- Provided data
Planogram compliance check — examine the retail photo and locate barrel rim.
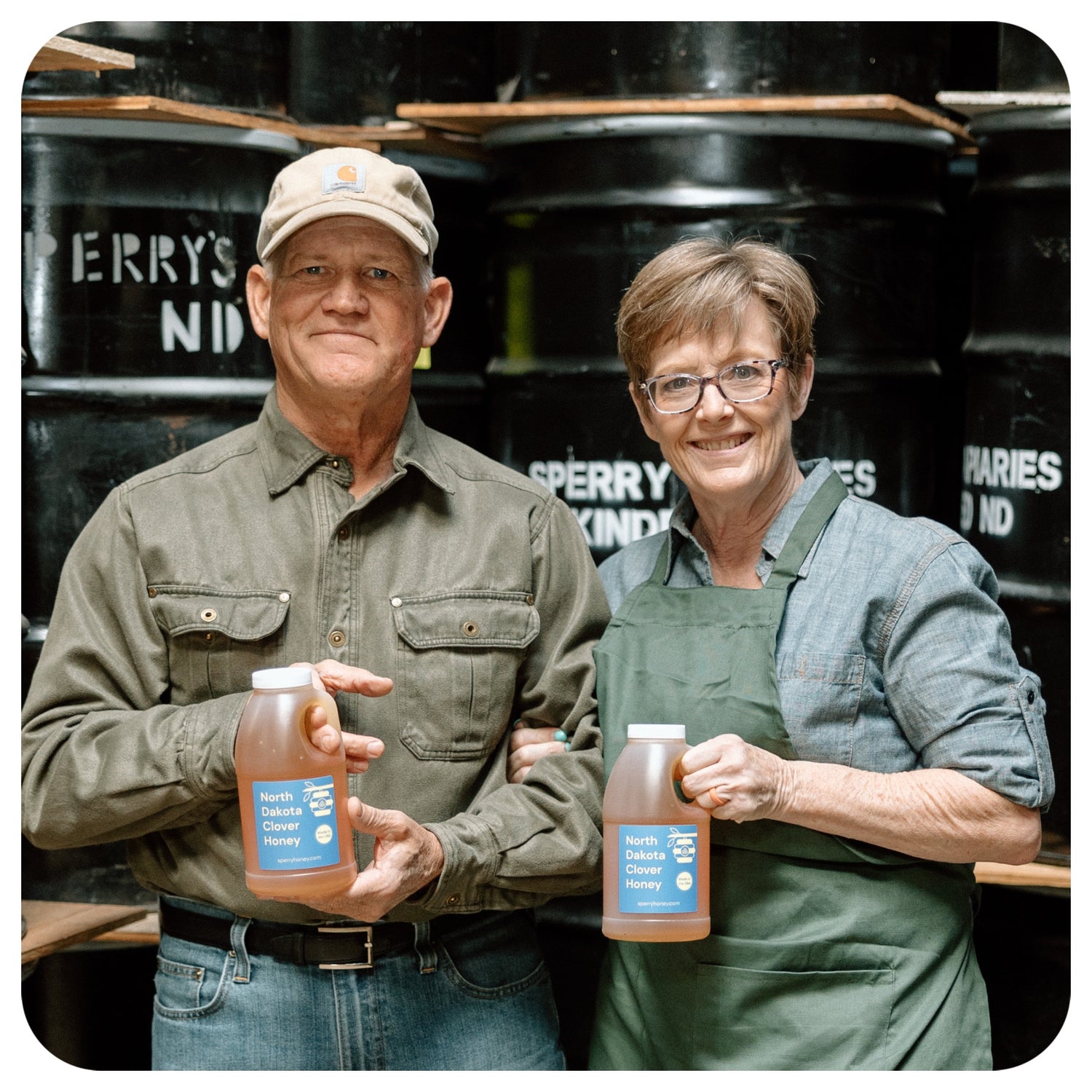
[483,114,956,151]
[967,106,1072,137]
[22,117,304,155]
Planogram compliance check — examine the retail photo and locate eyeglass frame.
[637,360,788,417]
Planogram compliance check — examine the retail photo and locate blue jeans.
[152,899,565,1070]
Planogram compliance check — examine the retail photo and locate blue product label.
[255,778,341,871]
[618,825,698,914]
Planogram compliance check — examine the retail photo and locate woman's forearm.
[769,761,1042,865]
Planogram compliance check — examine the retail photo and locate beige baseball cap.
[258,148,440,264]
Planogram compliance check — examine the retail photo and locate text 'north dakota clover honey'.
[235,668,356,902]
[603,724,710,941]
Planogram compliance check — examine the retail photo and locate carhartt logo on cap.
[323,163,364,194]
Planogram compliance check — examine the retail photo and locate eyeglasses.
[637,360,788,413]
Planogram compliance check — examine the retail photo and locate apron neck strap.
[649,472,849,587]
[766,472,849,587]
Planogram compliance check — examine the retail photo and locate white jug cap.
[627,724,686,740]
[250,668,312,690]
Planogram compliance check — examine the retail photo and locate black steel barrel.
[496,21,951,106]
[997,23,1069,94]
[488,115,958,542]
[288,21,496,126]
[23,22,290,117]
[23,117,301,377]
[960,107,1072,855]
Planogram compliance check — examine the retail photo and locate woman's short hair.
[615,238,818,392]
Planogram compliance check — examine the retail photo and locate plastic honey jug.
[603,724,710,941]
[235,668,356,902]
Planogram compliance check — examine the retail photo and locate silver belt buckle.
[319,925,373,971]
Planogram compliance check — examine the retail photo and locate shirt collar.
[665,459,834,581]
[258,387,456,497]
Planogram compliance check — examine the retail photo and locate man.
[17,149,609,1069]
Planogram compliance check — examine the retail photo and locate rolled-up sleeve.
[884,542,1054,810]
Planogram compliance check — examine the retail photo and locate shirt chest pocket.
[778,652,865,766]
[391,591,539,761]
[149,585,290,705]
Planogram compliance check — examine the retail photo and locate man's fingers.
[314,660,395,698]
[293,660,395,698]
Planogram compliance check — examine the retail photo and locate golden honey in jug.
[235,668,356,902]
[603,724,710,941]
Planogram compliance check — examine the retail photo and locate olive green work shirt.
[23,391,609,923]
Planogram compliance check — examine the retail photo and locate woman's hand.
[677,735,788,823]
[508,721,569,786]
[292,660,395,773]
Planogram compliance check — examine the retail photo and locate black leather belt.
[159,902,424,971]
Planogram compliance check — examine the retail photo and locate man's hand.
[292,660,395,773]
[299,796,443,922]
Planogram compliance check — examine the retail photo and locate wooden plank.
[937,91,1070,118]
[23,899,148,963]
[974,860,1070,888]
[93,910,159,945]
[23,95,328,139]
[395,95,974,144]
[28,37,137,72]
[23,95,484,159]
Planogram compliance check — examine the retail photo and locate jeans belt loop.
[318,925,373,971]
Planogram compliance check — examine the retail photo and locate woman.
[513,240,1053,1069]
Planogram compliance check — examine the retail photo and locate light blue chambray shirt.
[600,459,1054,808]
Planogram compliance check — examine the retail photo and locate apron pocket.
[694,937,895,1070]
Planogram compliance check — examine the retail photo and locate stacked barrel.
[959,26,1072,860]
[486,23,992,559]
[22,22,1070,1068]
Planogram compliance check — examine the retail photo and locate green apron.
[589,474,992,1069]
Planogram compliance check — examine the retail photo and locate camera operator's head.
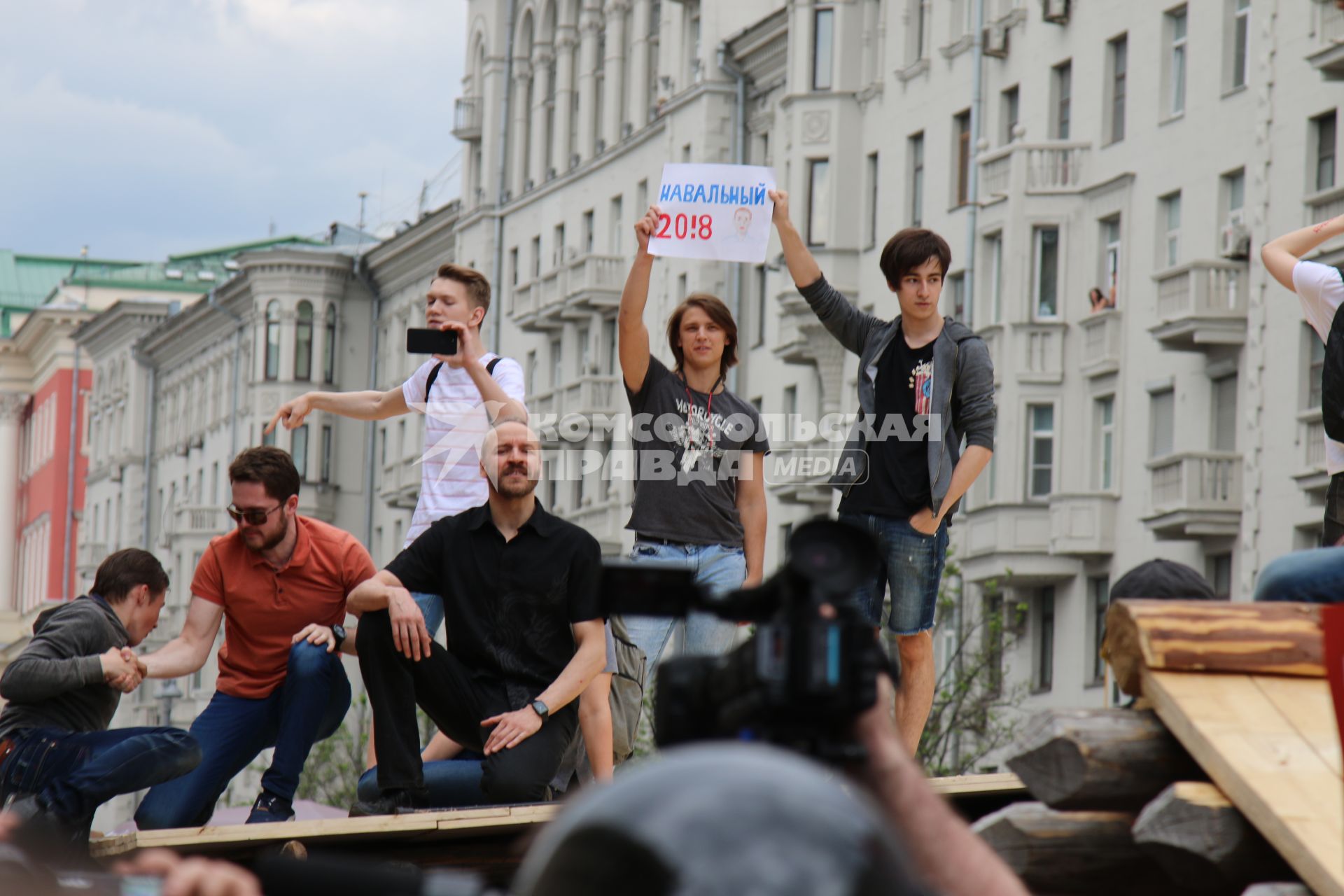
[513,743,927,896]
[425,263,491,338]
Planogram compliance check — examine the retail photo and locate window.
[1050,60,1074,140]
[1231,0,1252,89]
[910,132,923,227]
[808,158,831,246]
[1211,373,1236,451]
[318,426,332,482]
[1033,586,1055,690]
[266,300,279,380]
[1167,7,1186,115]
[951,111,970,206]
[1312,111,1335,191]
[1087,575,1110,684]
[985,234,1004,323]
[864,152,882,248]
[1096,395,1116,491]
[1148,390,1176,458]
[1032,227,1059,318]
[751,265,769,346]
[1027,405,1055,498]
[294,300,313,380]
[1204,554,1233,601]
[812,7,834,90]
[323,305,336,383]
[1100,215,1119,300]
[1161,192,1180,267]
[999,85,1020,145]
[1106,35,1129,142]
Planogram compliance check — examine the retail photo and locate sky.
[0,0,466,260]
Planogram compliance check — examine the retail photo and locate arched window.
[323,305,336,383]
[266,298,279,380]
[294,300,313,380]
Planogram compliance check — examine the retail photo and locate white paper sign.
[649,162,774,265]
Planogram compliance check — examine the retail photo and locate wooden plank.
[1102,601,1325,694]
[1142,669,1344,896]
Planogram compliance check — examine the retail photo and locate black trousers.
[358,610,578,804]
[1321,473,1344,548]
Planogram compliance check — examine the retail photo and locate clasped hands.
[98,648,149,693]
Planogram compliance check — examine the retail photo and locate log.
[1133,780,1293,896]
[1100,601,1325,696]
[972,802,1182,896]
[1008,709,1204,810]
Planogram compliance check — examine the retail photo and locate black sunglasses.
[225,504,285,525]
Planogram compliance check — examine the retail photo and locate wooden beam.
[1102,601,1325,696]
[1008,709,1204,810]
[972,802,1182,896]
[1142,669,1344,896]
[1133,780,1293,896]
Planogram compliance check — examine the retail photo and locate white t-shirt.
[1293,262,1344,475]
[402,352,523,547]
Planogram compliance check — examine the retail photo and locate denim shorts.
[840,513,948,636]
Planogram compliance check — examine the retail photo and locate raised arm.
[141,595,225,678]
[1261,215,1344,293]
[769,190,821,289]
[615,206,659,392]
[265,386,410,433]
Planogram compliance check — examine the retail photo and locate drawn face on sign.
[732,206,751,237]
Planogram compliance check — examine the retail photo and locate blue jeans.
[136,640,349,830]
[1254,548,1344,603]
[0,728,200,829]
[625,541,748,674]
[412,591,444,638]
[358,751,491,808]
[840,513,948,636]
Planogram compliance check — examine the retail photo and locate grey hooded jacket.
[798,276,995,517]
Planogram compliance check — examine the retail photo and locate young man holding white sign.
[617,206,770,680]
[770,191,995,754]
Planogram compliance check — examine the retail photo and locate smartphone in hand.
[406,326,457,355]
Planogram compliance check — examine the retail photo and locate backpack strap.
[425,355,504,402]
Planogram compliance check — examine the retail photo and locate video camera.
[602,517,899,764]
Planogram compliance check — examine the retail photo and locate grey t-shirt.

- Exercise directions
Present every line of the records above as a Markdown table with the columns "Row" and "Line", numbering the rows in order and omitting blank lines. Leave the pictures out of your answer.

- Task answer
| Row | Line |
|---|---|
| 1 | Planogram compliance check — examine the retail photo and locate barrel rim. |
| 2 | [483,114,956,151] |
| 3 | [967,106,1072,137] |
| 4 | [22,117,304,155] |
| 5 | Planogram compliance check — examine the retail photo and locate eyeglass frame. |
| 6 | [637,360,788,417] |
| 7 | Planogram compliance check — examine the retail photo and locate blue jeans. |
| 8 | [152,899,565,1070] |
| 9 | Planogram compliance check — examine the retail photo and locate blue product label. |
| 10 | [255,778,341,871] |
| 11 | [618,825,698,914] |
| 12 | Planogram compliance check — examine the retail photo and locate woman's forearm. |
| 13 | [769,761,1042,865] |
| 14 | Planogram compliance check — examine the retail photo and locate beige baseball cap. |
| 15 | [258,148,440,264] |
| 16 | Planogram compliance check — examine the retail photo and locate text 'north dakota clover honey'. |
| 17 | [235,668,356,902] |
| 18 | [603,724,710,941] |
| 19 | Planogram compliance check — examine the retail photo and locate carhartt logo on cap. |
| 20 | [323,163,364,194] |
| 21 | Planogram compliance check — examine the retail photo and locate eyeglasses. |
| 22 | [637,360,788,413] |
| 23 | Planogram compliance check — examine the retail photo and locate apron neck strap. |
| 24 | [649,472,849,587] |
| 25 | [766,472,849,587] |
| 26 | Planogram compliance check — examine the retail photo and locate white jug cap. |
| 27 | [627,724,686,740] |
| 28 | [250,668,312,690] |
| 29 | Planogram compliance check — examine the retail photo and locate black steel barrel. |
| 30 | [496,21,951,106] |
| 31 | [997,23,1069,94] |
| 32 | [488,115,958,542] |
| 33 | [288,21,496,126] |
| 34 | [23,22,290,117] |
| 35 | [23,117,301,377] |
| 36 | [960,107,1072,855] |
| 37 | Planogram compliance check — examine the retail photo and locate woman's short hair. |
| 38 | [615,238,818,392] |
| 39 | Planogram compliance check — examine the retail photo and locate plastic honey jug. |
| 40 | [603,724,710,941] |
| 41 | [235,668,356,902] |
| 42 | Planogram compliance check — examine the retail photo and locate silver belt buckle. |
| 43 | [319,925,373,971] |
| 44 | Planogram compliance check — examine the retail photo and locate shirt collar. |
| 45 | [665,459,834,581] |
| 46 | [258,387,456,497] |
| 47 | Planogram compliance check — examine the retail photo and locate man. |
| 48 | [17,149,609,1069] |
| 49 | Planogram compliance check — examine the retail photo and locate rolled-up sleeve. |
| 50 | [884,542,1054,810] |
| 51 | Planogram compliance check — examine the retail photo and locate shirt chest pocket. |
| 52 | [778,652,865,766] |
| 53 | [391,591,539,761] |
| 54 | [149,585,290,705] |
| 55 | Planogram compliance check — examine the retail photo and locate man's fingers. |
| 56 | [314,660,395,698] |
| 57 | [293,660,395,698] |
| 58 | Planogram compliance check — examine the retail photo and locate golden honey in jug. |
| 59 | [235,668,356,902] |
| 60 | [603,724,710,941] |
| 61 | Planogram compliance check — examine the retail photo and locate olive green work shirt. |
| 62 | [23,391,609,923] |
| 63 | Planogram compliance check — examine the retail photo and locate woman's hand. |
| 64 | [677,735,788,823] |
| 65 | [508,721,569,786] |
| 66 | [292,660,395,773] |
| 67 | Planogram compliance check — examine the retail photo and locate black leather belt. |
| 68 | [159,902,424,971] |
| 69 | Planogram compliance check — examine the retail photo and locate man's hand. |
| 70 | [292,660,395,773] |
| 71 | [299,796,443,922] |
| 72 | Planogram compliance check — examine the retail photo and locate wooden plank. |
| 73 | [937,91,1070,118] |
| 74 | [23,899,148,963] |
| 75 | [974,860,1070,888] |
| 76 | [93,910,159,945] |
| 77 | [23,95,328,139] |
| 78 | [395,95,974,144] |
| 79 | [28,37,137,72] |
| 80 | [23,95,484,159] |
| 81 | Planogram compliance check — examine the retail photo and locate jeans belt loop. |
| 82 | [318,925,373,971] |
| 83 | Planogram compliance check — examine the retail photo and locate woman. |
| 84 | [513,240,1053,1069] |
| 85 | Planogram compliance check — examine the retail photo and locate light blue chambray shirt. |
| 86 | [600,459,1054,808] |
| 87 | Planogram compliance check — examine the retail photo and locate apron pocket. |
| 88 | [694,937,895,1070] |
| 89 | Planogram compliance check — examine the retail photo and locate stacked barrel. |
| 90 | [959,26,1072,860] |
| 91 | [486,23,992,559] |
| 92 | [22,22,1070,1068] |
| 93 | Planogram compliance check — examine the retail photo and locate green apron. |
| 94 | [589,474,992,1069] |
| 95 | Planogram compliance check — examine the retail photo and locate camera operator's head. |
| 96 | [513,743,927,896] |
| 97 | [425,263,491,338] |
| 98 | Planogram compliance check — examine the retail photo and locate window. |
| 99 | [1050,60,1074,140] |
| 100 | [1231,0,1252,89] |
| 101 | [910,132,923,227] |
| 102 | [808,158,831,246] |
| 103 | [1211,373,1236,451] |
| 104 | [318,426,332,482] |
| 105 | [1033,586,1055,690] |
| 106 | [266,300,279,380] |
| 107 | [1167,7,1186,115] |
| 108 | [951,111,970,206] |
| 109 | [1312,111,1335,191] |
| 110 | [1087,575,1110,684] |
| 111 | [985,234,1004,323] |
| 112 | [864,152,882,248] |
| 113 | [1096,395,1116,491] |
| 114 | [1148,390,1176,458] |
| 115 | [1032,227,1059,318] |
| 116 | [751,265,769,346] |
| 117 | [1027,405,1055,498] |
| 118 | [294,300,313,380] |
| 119 | [1204,554,1233,601] |
| 120 | [812,7,834,90] |
| 121 | [323,305,336,383] |
| 122 | [1100,215,1119,300] |
| 123 | [1161,192,1180,267] |
| 124 | [999,85,1020,145] |
| 125 | [1106,35,1129,142] |
| 126 | Planogram compliance check — examine the retail photo and locate sky. |
| 127 | [0,0,466,260] |
| 128 | Planogram compliance check — examine the retail photo and locate arched window. |
| 129 | [323,305,336,383] |
| 130 | [266,298,279,380] |
| 131 | [294,300,313,380] |
| 132 | Planogram compliance check — examine the retail photo and locate white paper sign. |
| 133 | [649,162,774,265] |
| 134 | Planogram compliance check — examine the retail photo and locate wooden plank. |
| 135 | [1102,601,1325,694] |
| 136 | [1142,669,1344,896] |
| 137 | Planogram compliance check — examine the retail photo and locate black trousers. |
| 138 | [358,610,578,804] |
| 139 | [1321,473,1344,548] |
| 140 | Planogram compliance check — examine the retail photo and locate clasped hands. |
| 141 | [98,648,149,693] |
| 142 | Planogram compliance check — examine the retail photo and locate log. |
| 143 | [1133,780,1293,896] |
| 144 | [1100,601,1325,696] |
| 145 | [972,802,1182,896] |
| 146 | [1008,709,1204,810] |
| 147 | Planogram compliance check — examine the retail photo and locate black sunglasses. |
| 148 | [225,504,285,525] |
| 149 | Planogram compliance check — examine the retail photo and locate wooden beam. |
| 150 | [1102,601,1325,696] |
| 151 | [1008,709,1204,810] |
| 152 | [972,802,1182,896] |
| 153 | [1142,669,1344,896] |
| 154 | [1133,780,1293,896] |
| 155 | Planogram compliance check — examine the retail photo and locate white t-shirt. |
| 156 | [1293,262,1344,475] |
| 157 | [402,352,523,547] |
| 158 | Planogram compliance check — examine the retail photo and locate denim shorts. |
| 159 | [840,513,948,636] |
| 160 | Planogram compliance check — examine the retail photo and locate raised arm. |
| 161 | [141,595,225,678] |
| 162 | [1261,215,1344,293] |
| 163 | [769,190,821,289] |
| 164 | [615,206,659,392] |
| 165 | [265,386,410,433] |
| 166 | Planogram compliance check — examine the retail photo and locate drawn face on sign. |
| 167 | [732,206,751,237] |
| 168 | Planogram compliance check — examine the retail photo and locate blue jeans. |
| 169 | [136,640,349,830] |
| 170 | [1254,548,1344,603] |
| 171 | [0,728,200,829] |
| 172 | [625,541,748,674] |
| 173 | [412,591,444,638] |
| 174 | [358,751,491,808] |
| 175 | [840,513,948,636] |
| 176 | Planogram compliance check — examine the retail photo and locate grey hooded jacket. |
| 177 | [798,276,995,517] |
| 178 | Planogram compliance check — examine the retail photo and locate young man holding white sign. |
| 179 | [617,206,770,680] |
| 180 | [770,191,995,754] |
| 181 | Planogram compliance check — examine the retail photo and locate smartphone in hand. |
| 182 | [406,326,457,355] |
| 183 | Planogram compliance check — examine the retail photo and locate backpack strap. |
| 184 | [425,355,504,402] |
| 185 | Planogram compliance check — examine the retail photo and locate video camera. |
| 186 | [602,517,899,764] |
| 187 | Planogram compliance check — examine the retail photo and locate grey t-shirt. |